_EXERCISE GOAL_.
Identify each line in the records below that contains the string "painting", and copy every such line in full.

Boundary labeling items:
........

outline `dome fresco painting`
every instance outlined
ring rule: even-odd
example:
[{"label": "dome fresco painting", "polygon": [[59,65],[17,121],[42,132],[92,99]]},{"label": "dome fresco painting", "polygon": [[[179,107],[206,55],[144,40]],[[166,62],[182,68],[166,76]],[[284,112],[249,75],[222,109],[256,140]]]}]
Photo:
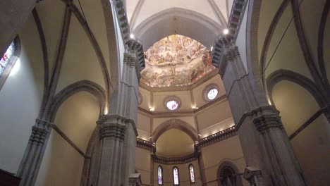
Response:
[{"label": "dome fresco painting", "polygon": [[188,85],[214,68],[209,49],[179,35],[154,44],[145,53],[145,61],[141,82],[150,87]]}]

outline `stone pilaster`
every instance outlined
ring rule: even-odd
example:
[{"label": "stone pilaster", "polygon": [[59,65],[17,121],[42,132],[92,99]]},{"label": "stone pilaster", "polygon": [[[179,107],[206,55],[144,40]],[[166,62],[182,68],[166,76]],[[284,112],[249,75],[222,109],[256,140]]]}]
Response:
[{"label": "stone pilaster", "polygon": [[141,66],[135,49],[138,45],[134,44],[131,41],[125,51],[109,113],[97,122],[101,141],[98,185],[129,185],[129,177],[135,173],[135,123]]},{"label": "stone pilaster", "polygon": [[17,173],[17,176],[22,179],[20,185],[34,185],[44,156],[51,125],[47,121],[36,120]]},{"label": "stone pilaster", "polygon": [[247,165],[260,169],[259,185],[305,185],[279,111],[255,92],[237,46],[228,39],[223,44],[219,72]]}]

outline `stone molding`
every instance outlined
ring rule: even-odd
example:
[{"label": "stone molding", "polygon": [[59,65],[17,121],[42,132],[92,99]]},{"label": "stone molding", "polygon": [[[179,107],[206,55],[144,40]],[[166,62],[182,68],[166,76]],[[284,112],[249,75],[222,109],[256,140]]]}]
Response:
[{"label": "stone molding", "polygon": [[[126,129],[126,125],[128,124],[132,124],[132,126],[133,127],[133,130],[135,132],[135,135],[138,136],[138,130],[136,128],[136,125],[135,123],[134,122],[133,120],[132,119],[128,119],[125,117],[121,116],[119,115],[103,115],[102,116],[100,117],[100,118],[97,121],[97,125],[99,125],[100,128],[100,135],[102,135],[102,133],[108,133],[109,132],[111,132],[109,131],[110,128],[111,128],[111,125],[115,126],[116,124],[120,125],[121,127],[116,127],[117,128],[121,128],[121,126],[124,126]],[[102,130],[102,128],[104,126],[104,130]],[[110,128],[109,128],[110,127]],[[102,130],[102,131],[101,131]],[[125,132],[125,131],[124,131]],[[105,135],[105,134],[104,134]],[[100,135],[102,137],[102,135]],[[103,138],[103,137],[101,137]]]},{"label": "stone molding", "polygon": [[156,146],[151,142],[136,138],[136,147],[152,152],[156,152]]},{"label": "stone molding", "polygon": [[262,115],[252,120],[257,127],[257,130],[260,133],[264,133],[273,128],[283,129],[281,118],[278,114]]},{"label": "stone molding", "polygon": [[264,185],[260,169],[247,166],[244,170],[243,178],[250,182],[250,185]]},{"label": "stone molding", "polygon": [[[245,113],[242,116],[240,119],[239,120],[238,123],[236,124],[236,130],[239,130],[240,127],[241,126],[242,123],[244,122],[245,118],[249,116],[252,117],[252,122],[255,123],[255,125],[256,125],[256,126],[259,126],[259,129],[262,130],[262,128],[264,128],[265,126],[262,126],[262,125],[264,125],[264,124],[259,123],[262,123],[262,121],[264,121],[265,120],[268,120],[269,121],[271,121],[271,122],[274,122],[274,120],[278,120],[278,119],[280,120],[279,113],[279,111],[276,110],[276,108],[274,106],[270,105],[270,106],[260,106],[259,108],[257,108],[252,110],[250,112]],[[270,118],[266,119],[265,118],[270,118],[270,117],[273,117],[276,118],[274,119],[270,119]],[[281,120],[279,121],[280,121],[281,125],[282,125]],[[269,125],[269,127],[270,127],[270,125]],[[277,127],[280,127],[280,126],[278,125]]]},{"label": "stone molding", "polygon": [[129,186],[142,185],[141,175],[140,173],[130,174],[128,180]]},{"label": "stone molding", "polygon": [[180,157],[180,158],[166,158],[156,154],[152,154],[152,160],[154,163],[165,164],[165,165],[177,165],[177,164],[184,164],[189,162],[191,162],[194,160],[198,159],[200,156],[200,152],[195,152],[190,154],[188,156]]},{"label": "stone molding", "polygon": [[112,138],[123,141],[126,127],[119,123],[104,123],[99,126],[99,139]]},{"label": "stone molding", "polygon": [[142,42],[138,38],[130,38],[130,25],[127,19],[125,9],[125,4],[123,0],[114,0],[114,8],[117,15],[119,28],[123,36],[123,42],[131,50],[134,50],[137,54],[137,58],[139,62],[140,70],[145,68],[145,55]]},{"label": "stone molding", "polygon": [[235,0],[233,2],[233,8],[228,23],[229,33],[226,35],[221,34],[214,39],[212,63],[216,68],[219,68],[222,61],[224,52],[223,46],[228,42],[235,42],[236,40],[247,3],[248,0]]},{"label": "stone molding", "polygon": [[30,137],[29,143],[38,146],[42,146],[46,141],[46,138],[49,132],[50,131],[45,128],[33,126],[31,136]]},{"label": "stone molding", "polygon": [[237,130],[235,126],[233,126],[199,140],[196,142],[196,146],[197,147],[204,147],[236,135],[237,135]]}]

........

_EXPECTED ANSWER_.
outline `dome fresco painting`
[{"label": "dome fresco painting", "polygon": [[59,65],[17,121],[42,132],[92,99]]},{"label": "dome fresco painting", "polygon": [[[179,107],[206,55],[144,40]],[[166,62],[182,68],[166,76]],[[284,112],[249,75],[222,109],[256,140]]]}]
[{"label": "dome fresco painting", "polygon": [[188,85],[214,68],[209,49],[179,35],[154,44],[145,53],[145,61],[141,82],[150,87]]}]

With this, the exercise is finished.